(Stored entries)

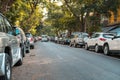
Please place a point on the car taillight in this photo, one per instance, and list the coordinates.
(102, 39)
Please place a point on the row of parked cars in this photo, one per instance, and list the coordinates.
(14, 44)
(101, 42)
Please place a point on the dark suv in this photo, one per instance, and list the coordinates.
(10, 50)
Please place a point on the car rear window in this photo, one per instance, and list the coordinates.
(108, 35)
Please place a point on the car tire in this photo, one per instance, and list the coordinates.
(106, 50)
(8, 69)
(97, 49)
(86, 46)
(20, 62)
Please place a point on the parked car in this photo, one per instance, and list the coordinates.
(31, 39)
(24, 42)
(79, 39)
(97, 40)
(44, 38)
(10, 50)
(112, 45)
(65, 41)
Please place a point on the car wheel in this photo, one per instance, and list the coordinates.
(97, 49)
(8, 69)
(20, 62)
(86, 46)
(106, 50)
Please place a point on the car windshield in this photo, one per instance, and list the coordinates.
(108, 35)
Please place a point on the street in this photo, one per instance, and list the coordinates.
(51, 61)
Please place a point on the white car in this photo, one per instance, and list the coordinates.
(97, 40)
(79, 39)
(112, 45)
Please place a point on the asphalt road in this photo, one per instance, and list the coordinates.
(50, 61)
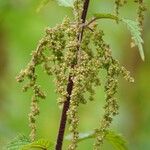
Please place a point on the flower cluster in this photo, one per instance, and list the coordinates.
(113, 69)
(141, 10)
(118, 4)
(69, 57)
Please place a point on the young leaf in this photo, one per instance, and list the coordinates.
(66, 3)
(116, 140)
(42, 4)
(136, 35)
(17, 143)
(41, 144)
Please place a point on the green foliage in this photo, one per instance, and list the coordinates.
(18, 143)
(135, 30)
(21, 142)
(133, 27)
(115, 139)
(66, 3)
(42, 4)
(41, 144)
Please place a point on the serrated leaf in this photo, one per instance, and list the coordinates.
(40, 144)
(135, 30)
(42, 4)
(17, 143)
(66, 3)
(116, 140)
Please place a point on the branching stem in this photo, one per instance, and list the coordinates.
(63, 119)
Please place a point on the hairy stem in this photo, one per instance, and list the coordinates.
(63, 119)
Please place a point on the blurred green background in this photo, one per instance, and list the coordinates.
(21, 27)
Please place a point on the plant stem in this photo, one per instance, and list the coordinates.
(63, 119)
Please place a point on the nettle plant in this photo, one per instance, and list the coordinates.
(74, 52)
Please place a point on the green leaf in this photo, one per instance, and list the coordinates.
(40, 144)
(66, 3)
(42, 4)
(116, 140)
(135, 30)
(17, 143)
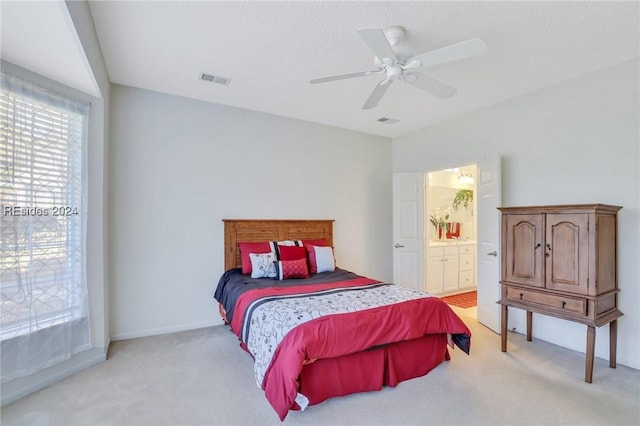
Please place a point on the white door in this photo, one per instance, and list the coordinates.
(408, 229)
(489, 242)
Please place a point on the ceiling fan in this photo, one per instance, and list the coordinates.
(395, 62)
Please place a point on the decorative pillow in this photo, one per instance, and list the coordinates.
(291, 253)
(288, 243)
(287, 269)
(247, 248)
(321, 242)
(321, 259)
(262, 265)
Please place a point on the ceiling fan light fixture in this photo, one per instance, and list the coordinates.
(215, 79)
(387, 120)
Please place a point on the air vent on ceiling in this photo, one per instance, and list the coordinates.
(215, 79)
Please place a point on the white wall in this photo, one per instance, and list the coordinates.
(576, 142)
(97, 230)
(179, 166)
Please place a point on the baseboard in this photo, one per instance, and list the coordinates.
(23, 386)
(162, 330)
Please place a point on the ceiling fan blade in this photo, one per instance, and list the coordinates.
(454, 52)
(343, 76)
(378, 42)
(433, 86)
(377, 94)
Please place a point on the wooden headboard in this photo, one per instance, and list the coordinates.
(257, 230)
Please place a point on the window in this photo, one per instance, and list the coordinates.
(43, 221)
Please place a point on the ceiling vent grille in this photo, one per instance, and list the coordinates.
(387, 120)
(215, 79)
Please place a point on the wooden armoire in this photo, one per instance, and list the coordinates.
(562, 261)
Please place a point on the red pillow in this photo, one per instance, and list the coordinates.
(291, 253)
(247, 248)
(321, 242)
(287, 269)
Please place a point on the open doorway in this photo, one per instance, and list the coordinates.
(451, 231)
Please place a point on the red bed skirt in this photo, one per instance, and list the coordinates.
(372, 369)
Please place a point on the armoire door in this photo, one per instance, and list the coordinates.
(524, 235)
(567, 252)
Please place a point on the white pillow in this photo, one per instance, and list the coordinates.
(324, 259)
(262, 265)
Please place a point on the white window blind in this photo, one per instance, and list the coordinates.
(43, 219)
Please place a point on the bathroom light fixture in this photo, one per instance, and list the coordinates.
(466, 178)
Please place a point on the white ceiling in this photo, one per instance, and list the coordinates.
(271, 50)
(40, 37)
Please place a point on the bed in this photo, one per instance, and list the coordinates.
(312, 338)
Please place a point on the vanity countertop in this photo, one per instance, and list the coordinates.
(451, 243)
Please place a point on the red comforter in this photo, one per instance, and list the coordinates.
(344, 333)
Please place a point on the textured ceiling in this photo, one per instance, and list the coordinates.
(271, 50)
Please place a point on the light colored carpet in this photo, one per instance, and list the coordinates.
(202, 377)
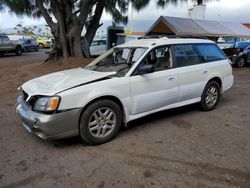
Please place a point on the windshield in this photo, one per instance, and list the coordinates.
(242, 44)
(119, 60)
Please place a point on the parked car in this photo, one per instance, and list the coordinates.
(30, 45)
(43, 43)
(239, 54)
(10, 46)
(127, 82)
(98, 47)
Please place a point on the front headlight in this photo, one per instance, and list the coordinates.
(47, 104)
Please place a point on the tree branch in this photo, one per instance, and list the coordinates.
(94, 22)
(45, 14)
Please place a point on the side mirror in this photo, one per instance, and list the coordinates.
(146, 69)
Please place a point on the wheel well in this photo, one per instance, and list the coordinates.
(109, 97)
(218, 80)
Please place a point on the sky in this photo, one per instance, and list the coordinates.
(226, 10)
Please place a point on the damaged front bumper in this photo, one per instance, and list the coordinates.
(48, 126)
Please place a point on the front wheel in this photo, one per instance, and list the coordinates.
(210, 96)
(240, 62)
(41, 45)
(100, 122)
(19, 50)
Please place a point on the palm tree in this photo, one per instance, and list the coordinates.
(73, 15)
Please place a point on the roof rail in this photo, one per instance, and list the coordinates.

## [THE TASK]
Every entry should be returned exactly as written, minus the pictures.

## [ANSWER FOR THIS EXERCISE]
Please place a point on the car taillight in this photo, one per instance, and list the coordinates.
(102, 39)
Please place a point on the row of parked cars in this photo, one per instance, and list the coordinates.
(14, 44)
(101, 42)
Please place a point on the dark suv in this photo, one per instance, and list the coordinates.
(10, 50)
Please place a point on the car rear window in this photo, one per instance, and list the coordinates.
(108, 35)
Please place a point on the car tire in this photo, one per instance, and list the coordinates.
(106, 50)
(8, 69)
(97, 49)
(86, 46)
(20, 62)
Please place a point on the parked car in this photo, one per instance, and list the coordinates.
(31, 39)
(24, 42)
(79, 39)
(97, 40)
(44, 38)
(10, 50)
(112, 45)
(65, 41)
Please place a point on the car wheel in this photo, one per instance, and list the coordinates.
(97, 49)
(8, 69)
(20, 62)
(86, 46)
(106, 50)
Please place a point on the car windshield in this photo, one per instance, and list the coordinates.
(108, 35)
Please place a point on the street in this photo, one per instance, and list the coordinates.
(51, 61)
Please place a point on the white car in this photo, one per instance, and list the coordinates.
(97, 40)
(79, 39)
(112, 45)
Please place a point on the asphalt road in this photo, one per instance, and list the coordinates.
(50, 61)
Please place a point on the flower cluster in this photo, one per instance, and list the coordinates.
(113, 69)
(141, 10)
(118, 4)
(69, 57)
Please place a point on the young leaf in this photo, one per instance, and list the coordinates.
(66, 3)
(116, 140)
(42, 4)
(136, 35)
(17, 143)
(41, 144)
Please place a point on the green foliage in this photo, one per instance, and list the coordinates.
(18, 143)
(135, 30)
(21, 142)
(133, 27)
(115, 139)
(66, 3)
(42, 4)
(41, 144)
Please place a point on the serrated leaf in this photo, one per instance, and list the coordinates.
(40, 144)
(135, 30)
(42, 4)
(17, 143)
(66, 3)
(116, 140)
Please place a point on the branching stem in this photo, one per instance, and list the coordinates.
(63, 119)
Please place a point on the hairy stem in this photo, one per instance, and list the coordinates.
(63, 119)
Please place a point on the blurred green background in this photo, one per instance, and list the coordinates.
(21, 27)
Please place a point on the plant stem in this photo, one per instance, and list the coordinates.
(63, 119)
Please place a point on the nettle plant in this photo, one per instance, and list the coordinates.
(74, 52)
Please place a point on the green leaf in this photo, one per instance, and list the coordinates.
(40, 144)
(66, 3)
(42, 4)
(116, 140)
(135, 30)
(17, 143)
Please place a point on the white door in this photo, one per instance, and list the coordinates.
(408, 229)
(489, 242)
Please place a point on the ceiling fan in this photo, one per instance, and list the coordinates.
(395, 62)
Please place a point on the decorative pillow in this photo, one per instance, and list the coordinates.
(291, 253)
(288, 243)
(287, 269)
(247, 248)
(321, 242)
(321, 259)
(262, 265)
Please place a point on the ceiling fan light fixture in this photo, one per instance, and list the coordinates.
(215, 79)
(387, 120)
Please place a point on the air vent on ceiling in this photo, one per instance, and list the coordinates.
(215, 79)
Please place a point on the white wall in this photo, one per instance, and list the coordinates.
(576, 142)
(97, 230)
(179, 166)
Please place a point on the baseboard in this photo, one per instance, and list the coordinates.
(23, 386)
(162, 330)
Please place a point on the ceiling fan blade in this photo, one per instance, and list the coordinates.
(454, 52)
(343, 76)
(378, 42)
(433, 86)
(377, 94)
Please place a point on the wooden headboard in this photo, one per instance, and list the coordinates.
(257, 230)
Please place a point on the window in this photo, one per instance, and list the coordinates.
(43, 221)
Please place a point on the ceiling vent grille in this photo, one per instance, and list the coordinates.
(387, 120)
(215, 79)
Please place a point on the wooden armoire in this photo, one per instance, and list the coordinates.
(562, 261)
Please place a point on the red pillow in this photo, one per instance, and list the coordinates.
(291, 253)
(247, 248)
(321, 242)
(287, 269)
Please place a point on the open doorway in this photo, one per instance, and list the coordinates.
(451, 231)
Please place a point on the red bed skirt in this photo, one per instance, and list the coordinates.
(372, 369)
Please place a point on the armoire door in this photo, one per instance, and list the coordinates.
(524, 235)
(567, 252)
Please place a point on the white pillow in this photo, one per instance, and list the coordinates.
(324, 259)
(262, 265)
Please place a point on the white window blind in this photo, one per instance, and list the coordinates.
(43, 219)
Please place a point on the bathroom light fixture in this photo, one per instance, and list the coordinates.
(466, 178)
Please place a point on the white ceiling in this photo, one per instance, and list the coordinates.
(271, 50)
(40, 37)
Please place a point on the bed in this photo, one per instance, and list the coordinates.
(312, 338)
Please place a point on the vanity countertop in this photo, one per instance, and list the coordinates.
(451, 243)
Please place a point on the red comforter in this photo, one per instance, and list the coordinates.
(344, 333)
Please place a point on the textured ceiling in this photo, one per instance, and list the coordinates.
(271, 50)
Please place a point on the light colored carpet in this photo, one per instance, and list the coordinates.
(202, 377)
Please place a point on the windshield in this photo, one per instance, and list the coordinates.
(242, 44)
(119, 60)
Please place a point on the parked car in this photo, one per instance, and list the coordinates.
(30, 45)
(43, 43)
(239, 54)
(10, 46)
(127, 82)
(98, 47)
Please place a point on the front headlight in this photo, one per instance, and list the coordinates.
(47, 104)
Please place a point on the tree branch in this photo, one per instance, and list the coordinates.
(94, 22)
(45, 14)
Please place a point on the side mirror in this photo, one per instance, and list the coordinates.
(146, 69)
Please place a point on the wheel well in this photo, one per instance, and list the coordinates.
(109, 97)
(218, 80)
Please place a point on the sky in this photo, one per instance, and list the coordinates.
(226, 10)
Please place a point on the damaged front bumper in this photo, one per instance, and list the coordinates.
(48, 126)
Please place a point on the front wheel in this photo, one per instance, and list the coordinates.
(210, 96)
(240, 62)
(41, 45)
(100, 122)
(19, 50)
Please place a point on the palm tree in this photo, one per instance, and list the coordinates.
(73, 15)
Please place a point on the roof rail in this photo, one per instance, and list the coordinates.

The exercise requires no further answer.